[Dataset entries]
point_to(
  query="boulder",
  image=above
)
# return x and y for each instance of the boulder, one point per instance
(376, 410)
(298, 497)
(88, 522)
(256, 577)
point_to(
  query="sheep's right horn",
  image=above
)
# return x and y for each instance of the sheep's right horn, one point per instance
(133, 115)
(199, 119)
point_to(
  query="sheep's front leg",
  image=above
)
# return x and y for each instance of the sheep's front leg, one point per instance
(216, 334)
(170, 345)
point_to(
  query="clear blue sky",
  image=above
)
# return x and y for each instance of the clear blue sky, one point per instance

PROBLEM DESCRIPTION
Nothing in the records above may be left out; repeat them exactly.

SOLUTION FOR THIS EXERCISE
point_to(
  query="boulder",
  image=above
)
# return x and y for each instance of the boulder, one point per instance
(376, 410)
(298, 497)
(88, 522)
(256, 577)
point_to(
  query="sheep's right horn",
  image=above
)
# return x and y for each instance of the sheep's right horn, one point per instance
(133, 115)
(199, 119)
point_to(
  query="sheep's front leg",
  image=above
)
# return x and y for each instance of the sheep's front leg, one point per instance
(216, 334)
(170, 345)
point_to(
  query="clear blue sky",
  image=above
)
# return x and y for each instance of the clear blue sky, one point per instance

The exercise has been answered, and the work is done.